- PROVIDED PASSAGE
(begin)
Pittcon is a signature event for the instrumentation and analytical chemistry communities. C&EN’s comprehensive coverage of Pittcon 2012 begins on page 32, reported by Senior Editor Celia Arnaud, Deputy Assistant Managing Editor Stu Borman, and Senior Correspondent Marc Reisch.

Despite some questions about the exhibition (C&EN, March 19, page 3), Pittcon offers not only a terrific overview of the breadth of instrumentation innovations and offerings, but also historical perspective in the form of the annual Pittcon Heritage Award. I attended the meeting’s plenary lecture and was delighted with the accessibility of the lecturer’s talk. Most of all, I enjoyed the conversations with visitors at C&EN’s booth.

The opening session featured the presentation of the first-ever posthumous Pittcon Heritage Award, to Genzo Shi­madzu Sr. and Jr., father and son founders of the Japanese instrumentation company that bears their name. Shimadzu Chairman of the Board Shigehiko Hattori accepted the award from Chemical Heritage Foundation President and CEO Thomas R. Tritton and Pittcon President Jon Peace.
(end)
- RECORDED INFORMATION
(begin)
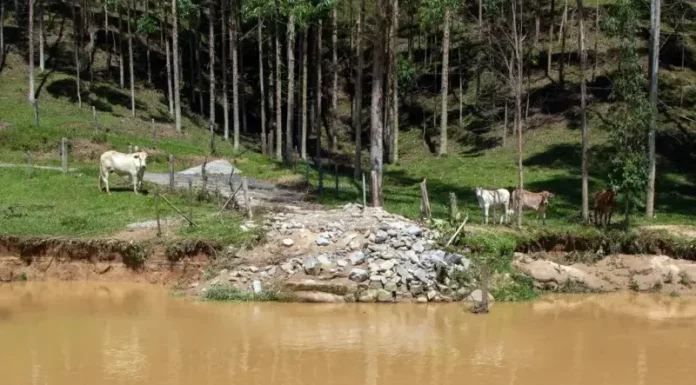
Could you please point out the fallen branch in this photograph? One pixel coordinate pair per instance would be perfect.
(end)
- EXERCISE TASK 1
In the Pittcon passage, who accepted the first-ever posthumous Pittcon Heritage Award?
- EXERCISE TASK 2
Reproduce, word for word, the part of the Pittcon passage that opens with the words containing "Pittcon is a" and closes with "at C&EN’s booth.".
The material has no role in any of this.

- ANSWER 1
Shimadzu Chairman of the Board Shigehiko Hattori.

- ANSWER 2
Pittcon is a signature event for the instrumentation and analytical chemistry communities. C&EN’s comprehensive coverage of Pittcon 2012 begins on page 32, reported by Senior Editor Celia Arnaud, Deputy Assistant Managing Editor Stu Borman, and Senior Correspondent Marc Reisch.

Despite some questions about the exhibition (C&EN, March 19, page 3), Pittcon offers not only a terrific overview of the breadth of instrumentation innovations and offerings, but also historical perspective in the form of the annual Pittcon Heritage Award. I attended the meeting’s plenary lecture and was delighted with the accessibility of the lecturer’s talk. Most of all, I enjoyed the conversations with visitors at C&EN’s booth.